*Quellauszug*.
※ ※ ※
Haben Sie sich schon einmal gefragt, was wohl dabei herauskommt, wenn man eine Agfa Silette, eine der vielen eher unscheinbaren Sucherkameras der 1950er und 60er-Jahre, neben eine ausgewachsene Rolleiflex stellt und die beiden eine Nacht lang allein lässt?
Wahrscheinlich nicht, aber meine Antwort wäre: Die Agfa Flexilette.
Sie glauben nicht an heiße Liebesnächte zwischen klassischen Fotoapparaten? Macht nichts, ich tue es im Grunde auch nicht. Aber wenn Sie sich die Agfa Flexilette genauer ansehen, könnte diese Vertreterin der eher seltenen Gattung zweiäugiger Kleinbild-Spiegelreflexkameras tatsächlich das Produkt einer solchen heißen Liebesnacht in der Kameravitrine sein. Mutter Agfa Silette, Vater Rolleiflex. FLEX-SILETTE.
Von der Mama den Body, vom Papa die Augen
Am auffälligsten an der Flexilette, die für mich das Aussehen einer Silette „on steroids“ hat, sind – neben dem Multifunktions-Lichtschacht, auf den ich noch genauer zu sprechen komme – die beiden blauviolett vergüteten Color Apotare. Die relativ kleinen Objektive befinden sich an der Vorderseite eines großzügig dimensionierten Metalltubus, an dem man mittels konzentrischer Ringe sowohl die Entfernung als auch die Belichtung einstellt. Der Trick ist, dass sich hinter dem oberen Apotar ein Spiegel befindet und hinter dem unteren der bewährte Prontor-Zentralverschluss, der Zeiten von 1/500 bis zu 1 Sekunde bietet. Einen Selbstauslöser wie an anderen Zentralverschlüssen, sucht man hier allerdings vergebens. Im Internet wird hin und wieder die Frage gestellt, weshalb die Firma Agfa einer Kamera, die sich ersichtlich an ambitionierte Hobbyfotografen und nicht an Gelegenheitsknipser richtete, nur ihr dreilinsiges Apotar spendiert hat und nicht das hochwertigere, vierlinsige Solinar.
※ ※ ※
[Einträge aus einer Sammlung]
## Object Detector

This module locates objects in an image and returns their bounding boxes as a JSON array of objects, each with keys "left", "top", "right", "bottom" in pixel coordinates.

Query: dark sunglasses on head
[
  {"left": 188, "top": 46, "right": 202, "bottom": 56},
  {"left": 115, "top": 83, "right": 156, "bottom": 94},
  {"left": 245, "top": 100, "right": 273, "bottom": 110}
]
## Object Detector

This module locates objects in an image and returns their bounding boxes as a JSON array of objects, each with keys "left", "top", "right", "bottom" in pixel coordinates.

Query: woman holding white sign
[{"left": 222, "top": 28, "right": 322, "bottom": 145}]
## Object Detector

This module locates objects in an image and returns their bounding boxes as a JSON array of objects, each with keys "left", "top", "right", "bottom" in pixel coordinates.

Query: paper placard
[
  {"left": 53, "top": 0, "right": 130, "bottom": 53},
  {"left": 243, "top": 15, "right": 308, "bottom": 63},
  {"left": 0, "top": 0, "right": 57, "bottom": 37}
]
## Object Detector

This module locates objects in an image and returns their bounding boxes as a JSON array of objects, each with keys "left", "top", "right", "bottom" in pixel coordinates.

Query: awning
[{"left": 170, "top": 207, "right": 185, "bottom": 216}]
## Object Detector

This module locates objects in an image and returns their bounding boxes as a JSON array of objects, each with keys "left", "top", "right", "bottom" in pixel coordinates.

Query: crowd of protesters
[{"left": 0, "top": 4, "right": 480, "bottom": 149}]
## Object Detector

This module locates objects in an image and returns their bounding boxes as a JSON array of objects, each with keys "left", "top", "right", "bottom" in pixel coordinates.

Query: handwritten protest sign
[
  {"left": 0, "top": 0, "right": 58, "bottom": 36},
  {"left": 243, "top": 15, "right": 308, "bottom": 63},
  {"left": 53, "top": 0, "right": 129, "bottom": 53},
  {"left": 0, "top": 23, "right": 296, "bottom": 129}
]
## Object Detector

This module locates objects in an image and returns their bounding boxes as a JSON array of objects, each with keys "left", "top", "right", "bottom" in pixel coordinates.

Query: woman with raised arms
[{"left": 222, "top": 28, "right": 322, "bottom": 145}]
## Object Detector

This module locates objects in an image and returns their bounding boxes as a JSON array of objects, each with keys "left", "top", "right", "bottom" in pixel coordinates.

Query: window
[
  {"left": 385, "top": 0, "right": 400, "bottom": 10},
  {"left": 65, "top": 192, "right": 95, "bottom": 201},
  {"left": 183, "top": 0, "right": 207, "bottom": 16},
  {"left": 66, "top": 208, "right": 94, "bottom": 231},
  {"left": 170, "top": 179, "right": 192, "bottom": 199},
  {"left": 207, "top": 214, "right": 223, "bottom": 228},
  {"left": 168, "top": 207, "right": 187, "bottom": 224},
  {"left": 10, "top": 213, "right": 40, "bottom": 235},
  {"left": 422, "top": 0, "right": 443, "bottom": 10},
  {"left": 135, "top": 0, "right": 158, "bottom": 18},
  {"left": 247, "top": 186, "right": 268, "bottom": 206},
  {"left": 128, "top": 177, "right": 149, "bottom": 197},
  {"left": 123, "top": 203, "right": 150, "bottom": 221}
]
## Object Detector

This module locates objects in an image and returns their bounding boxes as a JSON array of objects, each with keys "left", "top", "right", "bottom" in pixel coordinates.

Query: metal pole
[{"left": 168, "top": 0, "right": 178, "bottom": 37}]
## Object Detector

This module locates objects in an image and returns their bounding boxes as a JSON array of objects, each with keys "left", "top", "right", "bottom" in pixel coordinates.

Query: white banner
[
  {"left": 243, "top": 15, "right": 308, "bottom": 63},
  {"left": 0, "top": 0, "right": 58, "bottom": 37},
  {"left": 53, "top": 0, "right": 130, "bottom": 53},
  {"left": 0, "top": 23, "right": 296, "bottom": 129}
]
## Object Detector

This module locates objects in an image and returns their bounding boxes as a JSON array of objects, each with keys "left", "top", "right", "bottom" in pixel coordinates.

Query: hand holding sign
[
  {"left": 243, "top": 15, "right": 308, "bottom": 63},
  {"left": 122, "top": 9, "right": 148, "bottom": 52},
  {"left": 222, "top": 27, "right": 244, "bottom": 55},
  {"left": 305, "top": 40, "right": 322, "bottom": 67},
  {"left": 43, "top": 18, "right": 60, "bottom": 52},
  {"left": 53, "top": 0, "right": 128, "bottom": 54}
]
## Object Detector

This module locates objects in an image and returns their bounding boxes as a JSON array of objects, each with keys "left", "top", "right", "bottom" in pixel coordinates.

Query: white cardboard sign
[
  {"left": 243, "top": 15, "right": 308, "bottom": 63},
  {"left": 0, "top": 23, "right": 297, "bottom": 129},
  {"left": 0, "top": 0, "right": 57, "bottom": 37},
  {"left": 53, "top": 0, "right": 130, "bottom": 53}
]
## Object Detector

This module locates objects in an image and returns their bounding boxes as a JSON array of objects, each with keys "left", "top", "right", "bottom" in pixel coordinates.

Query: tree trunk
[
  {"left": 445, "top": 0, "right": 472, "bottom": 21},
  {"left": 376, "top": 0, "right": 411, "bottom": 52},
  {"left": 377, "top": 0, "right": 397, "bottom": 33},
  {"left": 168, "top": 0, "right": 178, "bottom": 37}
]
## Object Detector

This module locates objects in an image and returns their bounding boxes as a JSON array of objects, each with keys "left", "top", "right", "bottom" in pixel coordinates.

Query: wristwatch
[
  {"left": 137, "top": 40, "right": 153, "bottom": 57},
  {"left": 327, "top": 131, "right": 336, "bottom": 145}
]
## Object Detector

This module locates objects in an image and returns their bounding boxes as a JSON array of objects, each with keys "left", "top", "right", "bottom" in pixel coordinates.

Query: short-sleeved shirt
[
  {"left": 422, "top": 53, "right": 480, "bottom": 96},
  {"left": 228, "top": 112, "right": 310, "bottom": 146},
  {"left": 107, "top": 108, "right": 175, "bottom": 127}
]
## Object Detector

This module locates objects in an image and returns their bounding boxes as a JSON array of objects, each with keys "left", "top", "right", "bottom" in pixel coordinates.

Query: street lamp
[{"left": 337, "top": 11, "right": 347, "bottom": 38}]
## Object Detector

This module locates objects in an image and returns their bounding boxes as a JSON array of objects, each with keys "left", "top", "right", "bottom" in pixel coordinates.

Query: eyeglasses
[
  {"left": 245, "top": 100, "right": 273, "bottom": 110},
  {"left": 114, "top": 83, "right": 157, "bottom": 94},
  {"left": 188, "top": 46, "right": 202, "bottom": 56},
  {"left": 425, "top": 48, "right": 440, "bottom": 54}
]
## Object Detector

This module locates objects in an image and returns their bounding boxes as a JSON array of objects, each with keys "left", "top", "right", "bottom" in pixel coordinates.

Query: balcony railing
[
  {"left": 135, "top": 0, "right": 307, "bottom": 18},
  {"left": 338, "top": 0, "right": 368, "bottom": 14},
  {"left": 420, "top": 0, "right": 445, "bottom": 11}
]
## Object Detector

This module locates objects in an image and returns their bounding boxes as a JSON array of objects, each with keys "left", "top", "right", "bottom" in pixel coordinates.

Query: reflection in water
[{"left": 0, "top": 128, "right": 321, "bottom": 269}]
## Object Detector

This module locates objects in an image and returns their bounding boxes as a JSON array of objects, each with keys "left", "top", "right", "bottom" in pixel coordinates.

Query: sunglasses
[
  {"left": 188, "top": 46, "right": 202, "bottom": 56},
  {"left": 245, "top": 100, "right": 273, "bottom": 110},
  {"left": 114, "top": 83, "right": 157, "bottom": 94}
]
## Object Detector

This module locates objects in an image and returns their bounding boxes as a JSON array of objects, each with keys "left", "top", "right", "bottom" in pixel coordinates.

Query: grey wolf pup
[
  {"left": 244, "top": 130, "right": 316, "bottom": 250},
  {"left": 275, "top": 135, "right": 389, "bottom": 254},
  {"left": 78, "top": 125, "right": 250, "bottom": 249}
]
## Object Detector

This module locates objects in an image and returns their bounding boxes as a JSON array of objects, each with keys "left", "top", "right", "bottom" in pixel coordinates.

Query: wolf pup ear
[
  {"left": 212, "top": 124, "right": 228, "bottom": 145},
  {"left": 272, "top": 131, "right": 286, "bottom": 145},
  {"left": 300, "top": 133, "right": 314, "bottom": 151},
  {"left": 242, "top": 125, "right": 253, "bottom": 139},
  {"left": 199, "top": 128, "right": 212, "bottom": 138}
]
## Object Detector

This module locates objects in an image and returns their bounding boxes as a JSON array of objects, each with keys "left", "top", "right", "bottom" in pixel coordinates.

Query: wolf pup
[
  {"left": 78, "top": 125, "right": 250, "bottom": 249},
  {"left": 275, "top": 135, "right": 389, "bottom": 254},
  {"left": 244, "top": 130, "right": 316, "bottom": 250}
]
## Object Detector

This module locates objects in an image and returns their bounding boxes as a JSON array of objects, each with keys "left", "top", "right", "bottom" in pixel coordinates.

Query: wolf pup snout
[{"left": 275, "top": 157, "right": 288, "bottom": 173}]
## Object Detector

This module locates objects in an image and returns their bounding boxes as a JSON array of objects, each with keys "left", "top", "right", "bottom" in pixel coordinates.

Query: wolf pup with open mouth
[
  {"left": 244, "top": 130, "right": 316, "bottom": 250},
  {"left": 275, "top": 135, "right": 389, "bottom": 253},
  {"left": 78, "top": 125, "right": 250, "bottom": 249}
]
※ ※ ※
*Aufgaben*.
(1) Fasse den Text über die Agfa Flexilette in zwei Sätzen zusammen.
(2) Führe den Text über die Agfa Flexilette nach seinem letzten Satz weiter.

*Erwartete Ergebnisse*.
(1) Der Text stellt die Agfa Flexilette, eine zweiäugige Kleinbild-Spiegelreflexkamera, scherzhaft als Nachwuchs einer Agfa Silette und einer Rolleiflex vor. Sie hat zwei blauviolett vergütete Color Apotare an einem großen Metalltubus, hinter dem oberen sitzt ein Spiegel, hinter dem unteren ein Prontor-Zentralverschluss mit Zeiten von 1/500 bis 1 Sekunde, aber ohne Selbstauslöser.

(2)
Ein Schnäppchen, das sich nicht verkauft hat
Die Antwort dürfte wohl im mit 199 DM relativ niedrigen Preis liegen, mit dem eine Agfa Flexilette 1960 über den Ladentisch ging. Eine Leica M3 war damals mit 674 DM mehr als drei Mal so teuer – und zwar ohne Objektiv, dafür wurden, sofern es sich um ein Summicron handelte, noch einmal 320 DM fällig. Ich persönlich ich muss sagen, dass ich das Solinar bisher noch nicht vermisst habe. Gut, das Apotar ist kein Summicron, nicht einmal ein Elmar, und auch mit den Xenonen und Xenaren meiner Kodak Retinas kann es in puncto Schärfe nicht mithalten. Aber dafür hat es das samtweiche Zusammenspiel von Schärfe und Unschärfe eines gut korrigieren Dreilinsers – eine optische Eigenschaft, die von keinem modernen Objektiv heutzutage zu kriegen ist.
Übrigens scheint der volkstümliche Preis die Kundschaft damals im Jahr 1960 nicht gerade zum Kauf animiert zu haben, denn die Flexilette wurde schon nach einem Jahr durch die Optima Reflex ersetzt, die nun über ein fest eingebautes Pentaprisma verfügte, wie man es noch heute an digitalen Spiegelreflexkameras findet. Dass Agfa außerdem eine der ersten Belichtungsautomatiken in die Kamera einbaute, macht die meisten Exemplare der Optima Reflex heute – so man überhaupt eine findet – zu einem reinen Dekostück, wenn der eingebaute Selenbelichtungsmesser im Lauf der Jahre das Zeitliche gesegnet hat.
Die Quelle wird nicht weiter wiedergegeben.